» **JOB**
Rewrite the records from the line that contains "Hello! I'd appreciate your help detecting the palm" through the end of the records, changing every "bounding box" to "enclosing rectangle" and leaving everything else unchanged.

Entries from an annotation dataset
● ● ●
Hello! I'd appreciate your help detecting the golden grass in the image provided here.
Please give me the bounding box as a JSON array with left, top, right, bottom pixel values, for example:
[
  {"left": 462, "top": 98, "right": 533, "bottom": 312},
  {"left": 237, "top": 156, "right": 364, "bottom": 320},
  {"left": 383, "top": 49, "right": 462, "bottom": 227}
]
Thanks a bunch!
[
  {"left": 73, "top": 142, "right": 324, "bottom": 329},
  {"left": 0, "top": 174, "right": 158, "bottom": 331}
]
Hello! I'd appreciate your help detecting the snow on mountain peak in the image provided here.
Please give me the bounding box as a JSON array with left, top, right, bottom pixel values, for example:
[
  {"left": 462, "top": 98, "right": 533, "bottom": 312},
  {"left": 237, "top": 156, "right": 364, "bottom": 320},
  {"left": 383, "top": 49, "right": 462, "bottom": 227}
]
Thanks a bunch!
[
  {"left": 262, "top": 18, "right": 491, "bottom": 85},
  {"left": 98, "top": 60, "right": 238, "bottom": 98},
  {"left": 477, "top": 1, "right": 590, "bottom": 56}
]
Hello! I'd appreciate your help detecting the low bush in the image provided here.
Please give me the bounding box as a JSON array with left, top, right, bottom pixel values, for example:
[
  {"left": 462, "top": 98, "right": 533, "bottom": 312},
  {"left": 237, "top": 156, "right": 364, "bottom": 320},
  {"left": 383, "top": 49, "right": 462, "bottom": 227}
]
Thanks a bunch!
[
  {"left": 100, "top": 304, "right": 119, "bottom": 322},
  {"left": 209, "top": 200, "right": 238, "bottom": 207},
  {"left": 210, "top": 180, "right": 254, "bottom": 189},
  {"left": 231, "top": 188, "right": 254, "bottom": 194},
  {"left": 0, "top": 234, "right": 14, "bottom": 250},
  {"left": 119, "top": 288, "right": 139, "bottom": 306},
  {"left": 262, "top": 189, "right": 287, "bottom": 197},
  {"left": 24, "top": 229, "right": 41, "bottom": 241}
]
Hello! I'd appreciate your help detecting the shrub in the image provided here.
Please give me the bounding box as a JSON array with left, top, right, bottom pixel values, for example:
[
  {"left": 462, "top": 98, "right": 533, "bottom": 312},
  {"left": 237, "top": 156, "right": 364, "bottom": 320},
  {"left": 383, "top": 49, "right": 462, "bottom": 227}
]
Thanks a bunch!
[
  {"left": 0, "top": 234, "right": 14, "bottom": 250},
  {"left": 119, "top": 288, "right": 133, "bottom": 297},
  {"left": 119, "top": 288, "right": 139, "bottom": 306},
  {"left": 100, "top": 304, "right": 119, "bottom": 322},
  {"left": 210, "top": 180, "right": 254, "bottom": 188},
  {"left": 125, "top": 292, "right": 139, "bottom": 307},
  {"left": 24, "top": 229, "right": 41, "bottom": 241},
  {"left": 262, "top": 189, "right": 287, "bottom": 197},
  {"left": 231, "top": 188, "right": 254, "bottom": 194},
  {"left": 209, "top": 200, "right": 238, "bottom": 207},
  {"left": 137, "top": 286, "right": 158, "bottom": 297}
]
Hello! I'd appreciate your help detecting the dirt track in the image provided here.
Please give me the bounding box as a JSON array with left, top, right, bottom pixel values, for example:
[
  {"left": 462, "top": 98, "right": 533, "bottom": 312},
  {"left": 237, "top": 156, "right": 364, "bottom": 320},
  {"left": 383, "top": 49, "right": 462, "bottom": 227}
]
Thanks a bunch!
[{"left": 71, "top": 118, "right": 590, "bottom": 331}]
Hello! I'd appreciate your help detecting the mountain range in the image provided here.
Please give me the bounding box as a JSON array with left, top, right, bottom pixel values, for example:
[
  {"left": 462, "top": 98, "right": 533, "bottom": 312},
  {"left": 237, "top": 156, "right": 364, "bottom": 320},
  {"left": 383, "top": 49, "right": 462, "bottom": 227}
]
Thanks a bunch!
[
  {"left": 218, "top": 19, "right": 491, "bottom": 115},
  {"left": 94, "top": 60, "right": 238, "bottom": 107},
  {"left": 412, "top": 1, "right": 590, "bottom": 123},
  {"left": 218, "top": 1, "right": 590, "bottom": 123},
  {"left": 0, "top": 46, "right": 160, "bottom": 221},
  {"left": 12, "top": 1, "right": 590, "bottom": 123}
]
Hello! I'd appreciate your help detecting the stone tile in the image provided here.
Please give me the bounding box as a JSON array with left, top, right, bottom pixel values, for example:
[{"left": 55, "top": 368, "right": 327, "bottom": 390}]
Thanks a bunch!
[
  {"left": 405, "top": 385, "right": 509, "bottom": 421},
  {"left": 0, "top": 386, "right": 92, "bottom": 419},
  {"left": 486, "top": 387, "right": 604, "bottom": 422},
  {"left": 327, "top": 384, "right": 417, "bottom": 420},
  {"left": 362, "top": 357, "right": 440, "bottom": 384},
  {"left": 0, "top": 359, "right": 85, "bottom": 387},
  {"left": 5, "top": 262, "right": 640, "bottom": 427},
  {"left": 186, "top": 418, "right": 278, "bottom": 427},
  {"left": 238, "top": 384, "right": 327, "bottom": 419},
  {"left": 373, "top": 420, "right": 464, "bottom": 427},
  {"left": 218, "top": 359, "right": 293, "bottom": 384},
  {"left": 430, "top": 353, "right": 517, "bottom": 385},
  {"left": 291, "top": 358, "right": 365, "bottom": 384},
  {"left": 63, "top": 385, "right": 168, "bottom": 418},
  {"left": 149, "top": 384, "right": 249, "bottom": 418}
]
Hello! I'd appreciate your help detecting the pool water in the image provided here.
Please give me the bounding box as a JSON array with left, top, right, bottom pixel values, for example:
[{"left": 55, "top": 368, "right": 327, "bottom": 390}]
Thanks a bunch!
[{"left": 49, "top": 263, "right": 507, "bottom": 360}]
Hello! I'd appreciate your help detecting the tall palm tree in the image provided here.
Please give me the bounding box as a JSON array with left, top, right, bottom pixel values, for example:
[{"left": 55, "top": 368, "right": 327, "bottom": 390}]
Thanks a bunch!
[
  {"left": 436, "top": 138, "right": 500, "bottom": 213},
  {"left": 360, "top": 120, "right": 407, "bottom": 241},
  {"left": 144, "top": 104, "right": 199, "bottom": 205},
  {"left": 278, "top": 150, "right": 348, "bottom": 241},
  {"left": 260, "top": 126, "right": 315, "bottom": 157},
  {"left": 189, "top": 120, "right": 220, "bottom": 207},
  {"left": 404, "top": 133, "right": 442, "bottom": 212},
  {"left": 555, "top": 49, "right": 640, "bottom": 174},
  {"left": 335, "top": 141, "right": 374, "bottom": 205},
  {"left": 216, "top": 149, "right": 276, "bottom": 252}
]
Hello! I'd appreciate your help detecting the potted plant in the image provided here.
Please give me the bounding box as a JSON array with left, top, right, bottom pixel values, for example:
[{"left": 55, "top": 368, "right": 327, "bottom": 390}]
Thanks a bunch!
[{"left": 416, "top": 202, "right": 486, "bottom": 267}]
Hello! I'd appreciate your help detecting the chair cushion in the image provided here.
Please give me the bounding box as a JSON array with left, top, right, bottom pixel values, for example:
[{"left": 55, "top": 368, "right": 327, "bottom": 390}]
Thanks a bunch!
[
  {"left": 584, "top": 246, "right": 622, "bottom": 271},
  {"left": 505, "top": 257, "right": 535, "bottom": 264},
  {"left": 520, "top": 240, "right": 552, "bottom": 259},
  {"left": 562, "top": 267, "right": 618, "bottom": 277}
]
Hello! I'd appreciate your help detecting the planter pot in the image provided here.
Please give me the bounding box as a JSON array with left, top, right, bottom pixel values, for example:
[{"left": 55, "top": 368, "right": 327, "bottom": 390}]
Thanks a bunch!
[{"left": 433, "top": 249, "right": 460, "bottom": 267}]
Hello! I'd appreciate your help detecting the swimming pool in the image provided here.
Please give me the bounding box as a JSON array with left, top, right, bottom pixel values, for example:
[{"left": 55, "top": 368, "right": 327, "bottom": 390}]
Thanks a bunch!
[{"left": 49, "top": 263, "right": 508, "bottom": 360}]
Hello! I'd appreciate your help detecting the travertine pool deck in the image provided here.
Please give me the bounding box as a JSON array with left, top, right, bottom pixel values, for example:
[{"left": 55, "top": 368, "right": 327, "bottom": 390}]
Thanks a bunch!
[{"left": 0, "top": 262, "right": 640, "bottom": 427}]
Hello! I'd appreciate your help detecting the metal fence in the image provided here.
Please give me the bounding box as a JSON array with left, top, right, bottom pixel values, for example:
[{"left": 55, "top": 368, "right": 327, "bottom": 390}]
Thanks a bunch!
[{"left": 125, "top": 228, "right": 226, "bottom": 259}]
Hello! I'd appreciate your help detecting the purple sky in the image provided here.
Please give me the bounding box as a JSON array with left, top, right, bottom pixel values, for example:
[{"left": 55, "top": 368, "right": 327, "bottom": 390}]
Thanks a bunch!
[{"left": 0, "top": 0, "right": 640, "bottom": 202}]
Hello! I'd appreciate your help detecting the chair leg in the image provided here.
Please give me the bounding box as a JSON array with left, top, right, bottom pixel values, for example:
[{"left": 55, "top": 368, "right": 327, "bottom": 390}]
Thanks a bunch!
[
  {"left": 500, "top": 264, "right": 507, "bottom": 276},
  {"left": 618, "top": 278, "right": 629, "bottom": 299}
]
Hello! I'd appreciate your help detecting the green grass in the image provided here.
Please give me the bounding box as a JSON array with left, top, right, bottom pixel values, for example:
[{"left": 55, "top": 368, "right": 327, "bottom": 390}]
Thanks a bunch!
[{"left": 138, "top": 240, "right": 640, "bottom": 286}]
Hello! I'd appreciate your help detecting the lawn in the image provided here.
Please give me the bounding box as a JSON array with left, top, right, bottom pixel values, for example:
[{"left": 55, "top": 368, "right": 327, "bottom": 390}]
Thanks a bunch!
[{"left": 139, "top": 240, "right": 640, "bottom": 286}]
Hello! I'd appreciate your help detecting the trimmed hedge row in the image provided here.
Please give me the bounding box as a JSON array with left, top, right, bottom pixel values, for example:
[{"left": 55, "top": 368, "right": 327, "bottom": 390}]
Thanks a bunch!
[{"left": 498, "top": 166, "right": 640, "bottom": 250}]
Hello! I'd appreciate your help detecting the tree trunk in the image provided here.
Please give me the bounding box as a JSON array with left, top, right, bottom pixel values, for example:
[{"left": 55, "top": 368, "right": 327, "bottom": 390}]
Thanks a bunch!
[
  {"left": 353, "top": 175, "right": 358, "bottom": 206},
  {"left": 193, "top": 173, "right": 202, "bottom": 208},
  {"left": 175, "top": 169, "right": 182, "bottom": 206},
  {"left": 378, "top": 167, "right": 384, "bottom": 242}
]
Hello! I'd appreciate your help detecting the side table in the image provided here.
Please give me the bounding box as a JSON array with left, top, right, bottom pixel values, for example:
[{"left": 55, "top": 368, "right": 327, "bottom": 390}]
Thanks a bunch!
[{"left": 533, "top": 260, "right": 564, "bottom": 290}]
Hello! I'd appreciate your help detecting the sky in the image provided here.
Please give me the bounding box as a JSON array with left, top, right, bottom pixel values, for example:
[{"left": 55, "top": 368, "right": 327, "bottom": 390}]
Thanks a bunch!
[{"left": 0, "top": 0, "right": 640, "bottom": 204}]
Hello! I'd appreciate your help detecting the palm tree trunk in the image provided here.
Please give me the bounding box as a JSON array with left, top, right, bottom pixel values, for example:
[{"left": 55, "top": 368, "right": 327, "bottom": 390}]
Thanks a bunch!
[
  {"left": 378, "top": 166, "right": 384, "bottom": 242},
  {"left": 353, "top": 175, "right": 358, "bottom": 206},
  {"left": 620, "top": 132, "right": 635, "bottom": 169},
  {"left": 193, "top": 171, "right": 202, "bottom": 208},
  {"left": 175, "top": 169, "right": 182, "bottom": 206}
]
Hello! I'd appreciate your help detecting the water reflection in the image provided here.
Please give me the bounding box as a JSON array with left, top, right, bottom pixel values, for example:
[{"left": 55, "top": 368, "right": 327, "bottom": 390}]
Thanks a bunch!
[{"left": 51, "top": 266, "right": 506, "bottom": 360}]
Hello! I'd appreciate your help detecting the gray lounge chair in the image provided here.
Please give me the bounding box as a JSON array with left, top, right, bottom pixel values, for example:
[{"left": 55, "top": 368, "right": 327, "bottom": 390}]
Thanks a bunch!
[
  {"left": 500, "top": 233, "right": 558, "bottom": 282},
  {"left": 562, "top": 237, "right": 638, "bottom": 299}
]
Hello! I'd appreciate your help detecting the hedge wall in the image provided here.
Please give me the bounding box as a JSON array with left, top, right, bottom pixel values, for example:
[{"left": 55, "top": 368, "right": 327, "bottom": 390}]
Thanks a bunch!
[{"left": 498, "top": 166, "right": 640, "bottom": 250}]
● ● ●
» **WRITTEN SOLUTION**
Hello! I'd appreciate your help detecting the palm tree trunk in the image provided here.
Please give me the enclosing rectangle as a JSON array with left, top, right, bottom pixel values, for example:
[{"left": 55, "top": 368, "right": 327, "bottom": 390}]
Thanks a bunch!
[
  {"left": 378, "top": 166, "right": 384, "bottom": 242},
  {"left": 353, "top": 175, "right": 358, "bottom": 206},
  {"left": 620, "top": 132, "right": 635, "bottom": 169},
  {"left": 193, "top": 171, "right": 202, "bottom": 208},
  {"left": 175, "top": 169, "right": 182, "bottom": 206}
]
Hello! I'd appreciate your help detecting the water reflection in the image provided here.
Please give me the enclosing rectangle as a JSON array with left, top, right, bottom pixel values, for example:
[{"left": 55, "top": 368, "right": 327, "bottom": 390}]
Thanks a bunch!
[{"left": 51, "top": 266, "right": 506, "bottom": 360}]
Hello! I'd appreciate your help detecting the gray lounge chair in the image provided here.
Please give me the enclosing rectangle as a JSON array with left, top, right, bottom pixel values, for example:
[{"left": 55, "top": 368, "right": 327, "bottom": 390}]
Thanks a bunch!
[
  {"left": 500, "top": 233, "right": 558, "bottom": 282},
  {"left": 562, "top": 237, "right": 638, "bottom": 299}
]
Hello! I'd appreciate your help detecting the hedge wall in the image provided here.
Please give me the enclosing rectangle as a JSON array with left, top, right, bottom pixel values, for example:
[{"left": 55, "top": 368, "right": 327, "bottom": 390}]
Thanks a bunch!
[{"left": 498, "top": 166, "right": 640, "bottom": 250}]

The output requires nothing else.